▸ WHAT TO WORK ON
Span requested from the data below: the line with "the grey plumage" through the line with "long curved neck", both included. Give only these lines again, exactly, and leave every picture out.

▸ DATA SECTION
+++++
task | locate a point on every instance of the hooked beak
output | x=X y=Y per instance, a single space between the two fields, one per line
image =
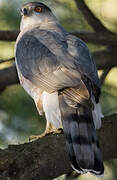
x=24 y=12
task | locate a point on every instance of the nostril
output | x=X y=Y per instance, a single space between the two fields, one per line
x=25 y=11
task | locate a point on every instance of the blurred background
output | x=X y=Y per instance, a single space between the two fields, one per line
x=18 y=115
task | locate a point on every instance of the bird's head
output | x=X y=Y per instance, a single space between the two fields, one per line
x=36 y=14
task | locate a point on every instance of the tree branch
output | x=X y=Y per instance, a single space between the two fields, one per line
x=46 y=158
x=104 y=75
x=96 y=38
x=94 y=22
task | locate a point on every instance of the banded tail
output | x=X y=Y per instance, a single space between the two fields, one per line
x=81 y=140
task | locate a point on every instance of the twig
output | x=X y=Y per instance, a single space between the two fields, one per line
x=104 y=75
x=94 y=22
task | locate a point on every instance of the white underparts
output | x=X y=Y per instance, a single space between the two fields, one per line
x=97 y=114
x=51 y=108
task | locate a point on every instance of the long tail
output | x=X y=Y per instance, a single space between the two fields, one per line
x=81 y=139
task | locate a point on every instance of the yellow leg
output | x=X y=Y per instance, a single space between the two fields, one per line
x=49 y=130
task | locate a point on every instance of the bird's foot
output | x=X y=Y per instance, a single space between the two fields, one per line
x=45 y=133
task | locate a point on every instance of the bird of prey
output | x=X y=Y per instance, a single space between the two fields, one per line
x=57 y=71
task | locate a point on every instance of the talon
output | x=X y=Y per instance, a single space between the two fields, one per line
x=47 y=132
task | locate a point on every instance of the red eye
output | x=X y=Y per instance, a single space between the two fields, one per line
x=38 y=9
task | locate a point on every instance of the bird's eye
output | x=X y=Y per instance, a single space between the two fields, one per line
x=38 y=9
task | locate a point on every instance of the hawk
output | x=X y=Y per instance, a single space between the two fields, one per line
x=57 y=71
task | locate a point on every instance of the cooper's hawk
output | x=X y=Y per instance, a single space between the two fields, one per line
x=56 y=69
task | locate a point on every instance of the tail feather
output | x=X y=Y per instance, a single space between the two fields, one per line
x=81 y=139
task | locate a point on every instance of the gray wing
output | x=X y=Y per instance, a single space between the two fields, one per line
x=83 y=59
x=73 y=52
x=46 y=59
x=42 y=67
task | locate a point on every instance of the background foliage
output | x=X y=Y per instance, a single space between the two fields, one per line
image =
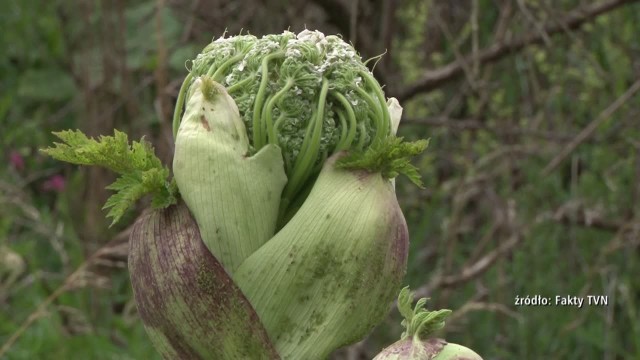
x=533 y=172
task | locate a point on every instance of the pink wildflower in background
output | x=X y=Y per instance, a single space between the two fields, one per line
x=55 y=183
x=16 y=160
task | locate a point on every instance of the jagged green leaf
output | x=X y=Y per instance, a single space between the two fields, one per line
x=390 y=156
x=141 y=170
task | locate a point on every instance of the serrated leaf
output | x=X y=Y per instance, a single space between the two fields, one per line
x=390 y=157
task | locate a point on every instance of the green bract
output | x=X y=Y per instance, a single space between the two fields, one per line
x=309 y=94
x=286 y=230
x=419 y=324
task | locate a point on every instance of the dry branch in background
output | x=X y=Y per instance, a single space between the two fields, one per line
x=573 y=20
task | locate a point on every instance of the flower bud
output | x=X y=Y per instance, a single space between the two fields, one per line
x=419 y=324
x=233 y=197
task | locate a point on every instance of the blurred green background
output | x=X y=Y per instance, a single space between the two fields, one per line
x=532 y=175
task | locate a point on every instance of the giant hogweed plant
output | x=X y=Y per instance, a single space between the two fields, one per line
x=279 y=235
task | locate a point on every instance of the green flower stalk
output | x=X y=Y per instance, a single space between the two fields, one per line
x=280 y=235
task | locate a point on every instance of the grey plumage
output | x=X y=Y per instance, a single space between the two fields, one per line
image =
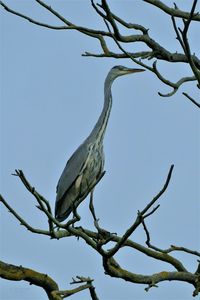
x=84 y=169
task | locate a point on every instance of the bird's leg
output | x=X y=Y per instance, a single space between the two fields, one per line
x=91 y=206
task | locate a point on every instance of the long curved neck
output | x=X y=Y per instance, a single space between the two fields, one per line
x=99 y=129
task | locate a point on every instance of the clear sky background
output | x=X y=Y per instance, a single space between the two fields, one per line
x=51 y=97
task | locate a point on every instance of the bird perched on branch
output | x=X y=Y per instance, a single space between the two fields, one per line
x=84 y=169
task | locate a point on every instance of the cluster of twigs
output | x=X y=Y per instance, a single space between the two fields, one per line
x=99 y=238
x=156 y=51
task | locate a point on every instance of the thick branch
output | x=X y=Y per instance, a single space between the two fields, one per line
x=113 y=269
x=18 y=273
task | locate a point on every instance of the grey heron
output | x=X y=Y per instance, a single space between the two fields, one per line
x=85 y=167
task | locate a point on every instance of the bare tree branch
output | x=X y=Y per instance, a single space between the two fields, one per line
x=172 y=11
x=191 y=99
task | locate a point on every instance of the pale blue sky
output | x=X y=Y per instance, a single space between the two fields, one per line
x=51 y=97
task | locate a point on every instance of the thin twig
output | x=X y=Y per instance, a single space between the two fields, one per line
x=138 y=220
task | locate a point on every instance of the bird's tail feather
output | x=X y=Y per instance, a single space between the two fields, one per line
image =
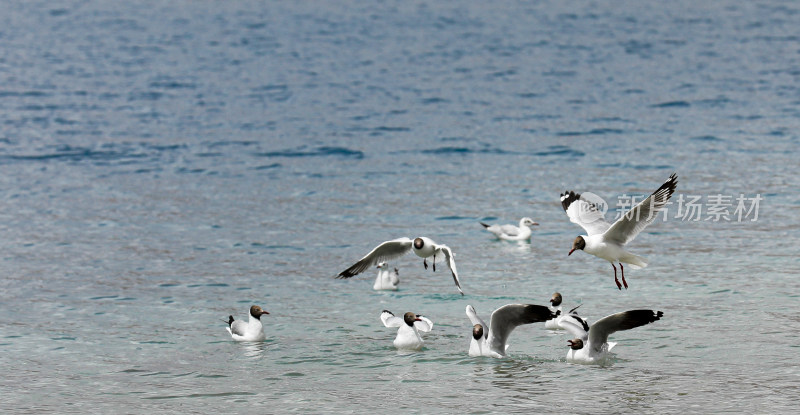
x=635 y=261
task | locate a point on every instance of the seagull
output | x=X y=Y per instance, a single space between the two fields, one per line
x=607 y=241
x=512 y=232
x=386 y=280
x=490 y=339
x=424 y=248
x=572 y=315
x=591 y=345
x=252 y=331
x=408 y=337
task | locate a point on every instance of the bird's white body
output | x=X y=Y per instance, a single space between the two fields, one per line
x=611 y=251
x=605 y=240
x=422 y=247
x=491 y=340
x=552 y=324
x=591 y=345
x=387 y=279
x=252 y=331
x=512 y=232
x=408 y=335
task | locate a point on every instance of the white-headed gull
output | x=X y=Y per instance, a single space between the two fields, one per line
x=512 y=232
x=591 y=346
x=571 y=315
x=408 y=337
x=386 y=280
x=490 y=340
x=423 y=247
x=605 y=240
x=252 y=331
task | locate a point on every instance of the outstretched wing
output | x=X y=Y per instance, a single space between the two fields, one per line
x=475 y=319
x=577 y=320
x=635 y=220
x=506 y=318
x=574 y=329
x=626 y=320
x=384 y=252
x=451 y=263
x=389 y=320
x=583 y=213
x=424 y=325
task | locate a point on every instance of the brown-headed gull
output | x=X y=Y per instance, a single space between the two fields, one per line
x=408 y=337
x=491 y=339
x=252 y=331
x=591 y=345
x=607 y=241
x=571 y=315
x=512 y=232
x=387 y=279
x=423 y=247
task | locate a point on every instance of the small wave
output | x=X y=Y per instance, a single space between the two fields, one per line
x=317 y=152
x=672 y=104
x=560 y=151
x=595 y=131
x=465 y=150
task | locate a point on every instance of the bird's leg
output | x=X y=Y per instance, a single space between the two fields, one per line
x=622 y=270
x=615 y=276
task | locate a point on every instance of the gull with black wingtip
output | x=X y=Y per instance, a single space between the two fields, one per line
x=408 y=337
x=607 y=241
x=423 y=247
x=491 y=339
x=252 y=331
x=571 y=315
x=591 y=344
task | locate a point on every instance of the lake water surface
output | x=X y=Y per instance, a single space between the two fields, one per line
x=166 y=164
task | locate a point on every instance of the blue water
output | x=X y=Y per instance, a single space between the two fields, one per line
x=166 y=164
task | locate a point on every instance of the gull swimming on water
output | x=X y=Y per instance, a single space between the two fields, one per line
x=252 y=331
x=512 y=232
x=607 y=241
x=491 y=339
x=591 y=344
x=408 y=337
x=423 y=247
x=571 y=315
x=386 y=280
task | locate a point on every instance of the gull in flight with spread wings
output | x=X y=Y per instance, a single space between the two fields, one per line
x=423 y=247
x=607 y=241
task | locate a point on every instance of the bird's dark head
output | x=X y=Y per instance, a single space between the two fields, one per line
x=555 y=300
x=257 y=312
x=579 y=243
x=575 y=344
x=477 y=331
x=410 y=318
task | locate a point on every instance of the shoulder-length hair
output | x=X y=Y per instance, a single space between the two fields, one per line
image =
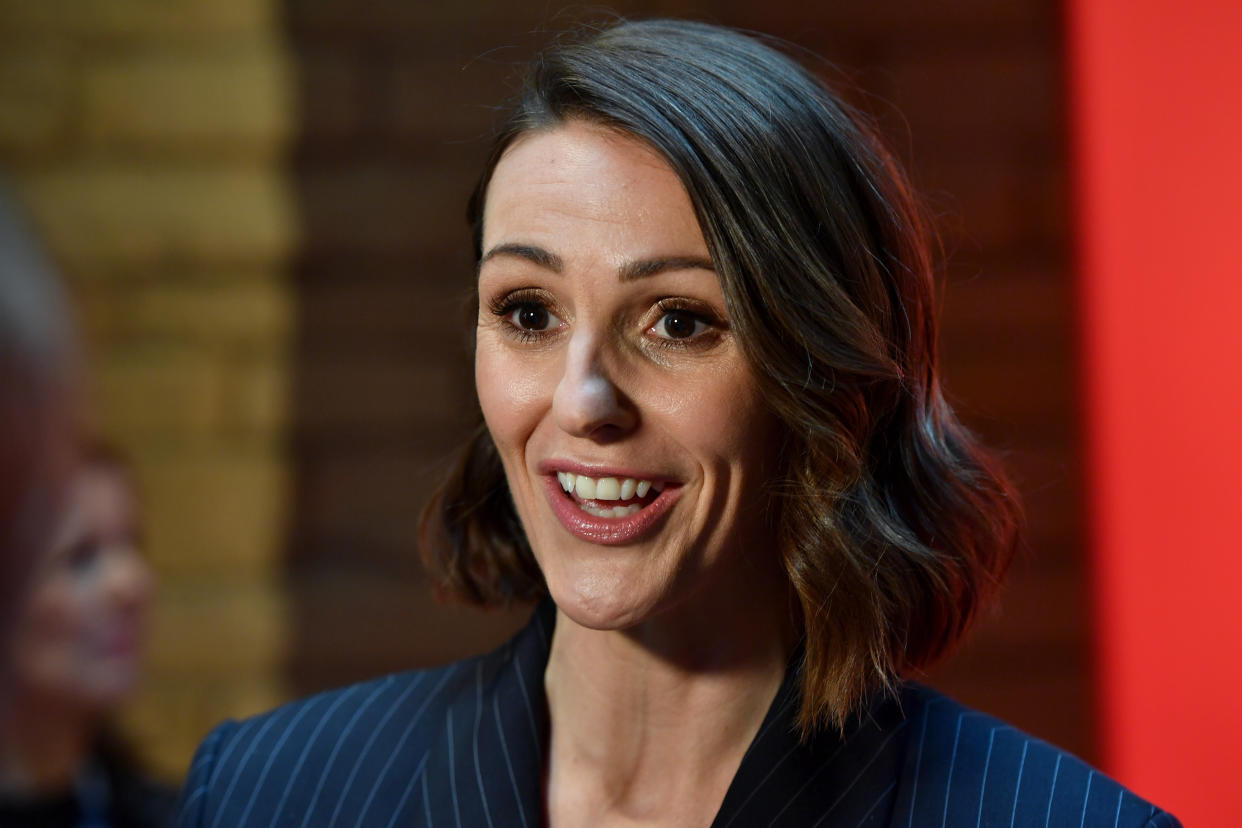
x=894 y=525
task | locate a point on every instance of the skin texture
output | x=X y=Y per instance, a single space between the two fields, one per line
x=668 y=648
x=78 y=636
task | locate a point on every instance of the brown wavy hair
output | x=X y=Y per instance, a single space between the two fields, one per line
x=894 y=525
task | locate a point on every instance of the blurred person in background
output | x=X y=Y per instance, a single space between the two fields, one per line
x=36 y=409
x=718 y=451
x=76 y=659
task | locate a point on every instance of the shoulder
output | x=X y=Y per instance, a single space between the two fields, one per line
x=340 y=751
x=968 y=767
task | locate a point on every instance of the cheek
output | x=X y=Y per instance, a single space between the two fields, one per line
x=513 y=392
x=719 y=416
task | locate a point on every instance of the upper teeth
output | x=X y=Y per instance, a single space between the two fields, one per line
x=605 y=488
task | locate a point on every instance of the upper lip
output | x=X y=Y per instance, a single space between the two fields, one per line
x=599 y=471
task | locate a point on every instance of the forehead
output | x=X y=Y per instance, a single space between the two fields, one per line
x=598 y=180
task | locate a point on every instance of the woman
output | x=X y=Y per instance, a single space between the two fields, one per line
x=76 y=661
x=37 y=389
x=714 y=440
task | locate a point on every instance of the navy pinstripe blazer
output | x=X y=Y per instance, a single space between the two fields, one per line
x=462 y=746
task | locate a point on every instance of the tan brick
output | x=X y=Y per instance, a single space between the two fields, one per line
x=227 y=627
x=214 y=509
x=173 y=713
x=253 y=309
x=376 y=391
x=220 y=99
x=36 y=98
x=102 y=217
x=158 y=390
x=138 y=18
x=257 y=392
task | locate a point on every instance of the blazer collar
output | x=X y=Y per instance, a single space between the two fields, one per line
x=493 y=751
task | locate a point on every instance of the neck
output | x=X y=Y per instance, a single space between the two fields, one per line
x=651 y=724
x=44 y=746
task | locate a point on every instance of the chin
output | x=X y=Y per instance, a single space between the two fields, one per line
x=601 y=602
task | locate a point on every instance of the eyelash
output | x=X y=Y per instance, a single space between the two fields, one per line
x=504 y=307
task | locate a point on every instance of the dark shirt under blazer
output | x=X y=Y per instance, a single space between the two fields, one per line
x=462 y=746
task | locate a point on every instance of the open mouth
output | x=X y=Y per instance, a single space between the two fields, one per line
x=609 y=497
x=611 y=509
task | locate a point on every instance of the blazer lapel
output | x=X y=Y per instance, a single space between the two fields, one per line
x=830 y=780
x=487 y=767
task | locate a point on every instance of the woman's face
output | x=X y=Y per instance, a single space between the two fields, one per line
x=631 y=430
x=80 y=636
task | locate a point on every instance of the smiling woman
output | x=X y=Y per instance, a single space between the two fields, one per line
x=716 y=451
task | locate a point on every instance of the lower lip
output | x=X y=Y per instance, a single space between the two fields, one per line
x=607 y=531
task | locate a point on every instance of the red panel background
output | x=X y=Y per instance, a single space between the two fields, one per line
x=1156 y=91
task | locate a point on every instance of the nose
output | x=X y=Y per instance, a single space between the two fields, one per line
x=588 y=401
x=129 y=579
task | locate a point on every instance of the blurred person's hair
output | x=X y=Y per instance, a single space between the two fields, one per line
x=36 y=405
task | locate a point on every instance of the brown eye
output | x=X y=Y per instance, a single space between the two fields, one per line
x=532 y=317
x=679 y=324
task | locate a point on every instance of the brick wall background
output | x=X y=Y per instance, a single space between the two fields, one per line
x=260 y=205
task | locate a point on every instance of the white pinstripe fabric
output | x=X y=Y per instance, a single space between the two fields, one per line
x=430 y=754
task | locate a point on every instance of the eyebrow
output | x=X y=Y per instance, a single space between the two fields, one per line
x=629 y=272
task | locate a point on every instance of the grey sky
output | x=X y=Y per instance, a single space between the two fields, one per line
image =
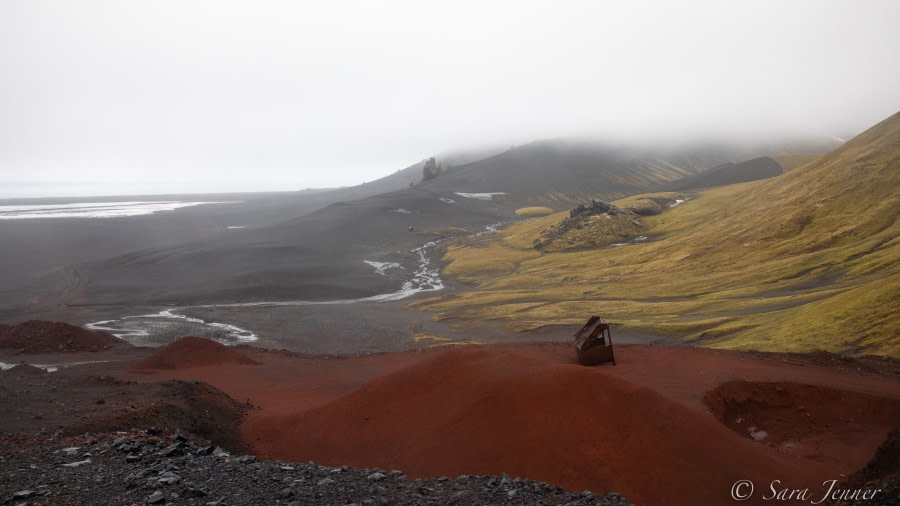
x=259 y=95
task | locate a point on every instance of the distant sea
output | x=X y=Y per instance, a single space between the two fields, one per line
x=19 y=190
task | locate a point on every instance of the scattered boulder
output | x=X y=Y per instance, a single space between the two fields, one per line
x=36 y=336
x=596 y=224
x=644 y=207
x=192 y=351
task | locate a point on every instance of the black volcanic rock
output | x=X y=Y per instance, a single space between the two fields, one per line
x=729 y=173
x=40 y=471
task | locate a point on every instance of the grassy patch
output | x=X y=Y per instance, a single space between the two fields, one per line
x=531 y=212
x=807 y=260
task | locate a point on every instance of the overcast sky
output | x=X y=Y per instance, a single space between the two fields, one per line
x=193 y=96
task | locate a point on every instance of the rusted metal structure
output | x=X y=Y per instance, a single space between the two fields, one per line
x=593 y=343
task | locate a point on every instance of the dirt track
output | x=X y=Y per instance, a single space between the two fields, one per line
x=641 y=428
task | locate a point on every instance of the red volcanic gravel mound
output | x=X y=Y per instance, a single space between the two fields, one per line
x=192 y=351
x=37 y=336
x=479 y=411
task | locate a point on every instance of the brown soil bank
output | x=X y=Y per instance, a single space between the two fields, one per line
x=529 y=411
x=37 y=336
x=641 y=428
x=191 y=351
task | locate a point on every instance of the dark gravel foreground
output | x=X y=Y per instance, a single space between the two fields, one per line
x=146 y=467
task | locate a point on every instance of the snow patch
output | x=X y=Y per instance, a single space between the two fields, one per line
x=93 y=209
x=380 y=267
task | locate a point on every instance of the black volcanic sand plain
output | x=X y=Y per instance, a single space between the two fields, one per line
x=308 y=246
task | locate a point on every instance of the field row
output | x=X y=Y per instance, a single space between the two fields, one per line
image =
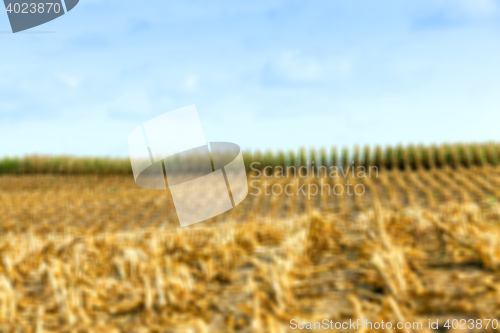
x=399 y=157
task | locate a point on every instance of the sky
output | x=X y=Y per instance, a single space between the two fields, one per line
x=263 y=74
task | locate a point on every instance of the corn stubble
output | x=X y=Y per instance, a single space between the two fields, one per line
x=94 y=253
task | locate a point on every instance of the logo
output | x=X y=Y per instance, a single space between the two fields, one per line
x=26 y=14
x=204 y=179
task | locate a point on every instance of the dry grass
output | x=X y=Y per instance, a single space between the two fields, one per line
x=97 y=254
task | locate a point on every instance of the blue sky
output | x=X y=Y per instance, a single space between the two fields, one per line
x=263 y=74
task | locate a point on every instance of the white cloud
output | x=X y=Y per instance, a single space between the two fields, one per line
x=475 y=8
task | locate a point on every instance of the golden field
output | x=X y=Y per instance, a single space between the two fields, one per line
x=92 y=252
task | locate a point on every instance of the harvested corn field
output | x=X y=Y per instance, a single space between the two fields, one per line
x=95 y=253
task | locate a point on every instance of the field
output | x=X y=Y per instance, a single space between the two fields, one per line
x=83 y=249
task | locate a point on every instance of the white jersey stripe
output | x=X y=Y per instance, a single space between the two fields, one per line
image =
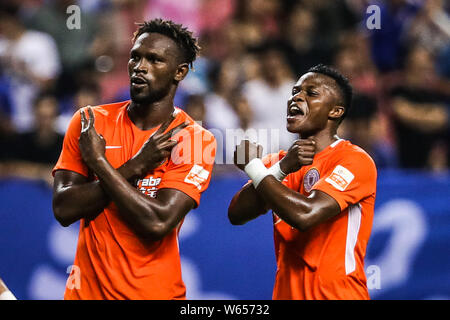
x=354 y=222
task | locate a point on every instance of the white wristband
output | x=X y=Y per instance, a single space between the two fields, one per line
x=7 y=295
x=257 y=171
x=275 y=170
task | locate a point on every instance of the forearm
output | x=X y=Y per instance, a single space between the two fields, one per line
x=293 y=207
x=246 y=205
x=73 y=202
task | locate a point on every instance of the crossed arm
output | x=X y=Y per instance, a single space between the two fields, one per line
x=297 y=210
x=152 y=218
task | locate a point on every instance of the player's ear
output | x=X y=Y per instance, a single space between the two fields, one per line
x=336 y=112
x=182 y=71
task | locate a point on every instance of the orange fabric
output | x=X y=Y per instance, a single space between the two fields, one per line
x=327 y=261
x=113 y=262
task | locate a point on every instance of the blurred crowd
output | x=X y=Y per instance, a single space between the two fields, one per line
x=253 y=51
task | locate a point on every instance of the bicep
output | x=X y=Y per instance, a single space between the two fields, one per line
x=176 y=205
x=323 y=207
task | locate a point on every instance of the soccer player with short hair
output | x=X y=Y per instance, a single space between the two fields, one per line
x=321 y=192
x=119 y=175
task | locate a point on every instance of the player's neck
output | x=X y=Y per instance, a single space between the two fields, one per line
x=149 y=115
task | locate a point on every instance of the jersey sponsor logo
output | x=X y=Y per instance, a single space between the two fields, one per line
x=310 y=179
x=197 y=176
x=340 y=178
x=149 y=186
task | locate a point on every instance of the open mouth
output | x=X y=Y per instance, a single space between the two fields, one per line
x=138 y=81
x=294 y=110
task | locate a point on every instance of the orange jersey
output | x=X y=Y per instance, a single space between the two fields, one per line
x=111 y=261
x=327 y=261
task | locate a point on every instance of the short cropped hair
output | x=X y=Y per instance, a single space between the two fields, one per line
x=342 y=83
x=187 y=43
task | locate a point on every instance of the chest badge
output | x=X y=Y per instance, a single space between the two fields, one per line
x=310 y=178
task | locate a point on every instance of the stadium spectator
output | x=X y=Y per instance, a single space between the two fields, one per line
x=267 y=96
x=30 y=63
x=420 y=111
x=74 y=45
x=33 y=154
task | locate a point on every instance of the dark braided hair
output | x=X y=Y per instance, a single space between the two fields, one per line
x=342 y=83
x=181 y=35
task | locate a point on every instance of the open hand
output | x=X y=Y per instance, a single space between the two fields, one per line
x=157 y=148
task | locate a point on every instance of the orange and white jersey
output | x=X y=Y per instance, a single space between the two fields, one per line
x=327 y=261
x=112 y=262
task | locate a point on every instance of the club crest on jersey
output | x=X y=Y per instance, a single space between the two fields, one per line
x=149 y=186
x=310 y=179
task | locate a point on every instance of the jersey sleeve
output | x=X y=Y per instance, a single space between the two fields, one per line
x=191 y=173
x=351 y=179
x=70 y=157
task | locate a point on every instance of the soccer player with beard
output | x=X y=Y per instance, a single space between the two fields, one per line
x=130 y=172
x=321 y=193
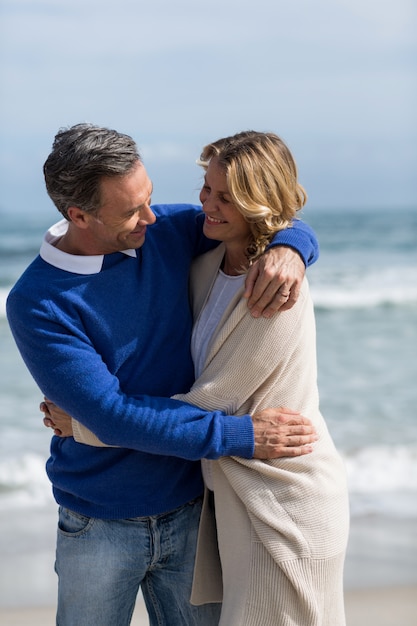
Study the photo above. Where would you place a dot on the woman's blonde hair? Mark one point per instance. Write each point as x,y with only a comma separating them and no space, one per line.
262,180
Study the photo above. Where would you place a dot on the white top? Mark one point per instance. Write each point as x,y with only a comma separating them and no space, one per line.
224,289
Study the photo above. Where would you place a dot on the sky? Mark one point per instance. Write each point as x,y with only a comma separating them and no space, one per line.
336,79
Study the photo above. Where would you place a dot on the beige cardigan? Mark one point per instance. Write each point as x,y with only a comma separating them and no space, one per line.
282,525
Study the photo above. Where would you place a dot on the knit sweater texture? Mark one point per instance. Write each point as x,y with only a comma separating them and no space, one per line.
282,525
107,339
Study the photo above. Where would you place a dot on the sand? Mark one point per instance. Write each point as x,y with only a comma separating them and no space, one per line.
394,606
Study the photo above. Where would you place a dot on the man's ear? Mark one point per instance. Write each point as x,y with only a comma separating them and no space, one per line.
78,217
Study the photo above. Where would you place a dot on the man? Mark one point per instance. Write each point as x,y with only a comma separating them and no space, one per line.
101,320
+++++
▸ REPLY TO THE TASK
task | locate a point on every instance of the grey plumage
output | x=X y=Y per instance, a single space between the two fields, one per line
image =
x=84 y=169
task | locate a point on every instance of the bird's leg
output | x=X y=Y per instance, a single space between the two fields, one per line
x=91 y=206
task | locate a point on every instance of the long curved neck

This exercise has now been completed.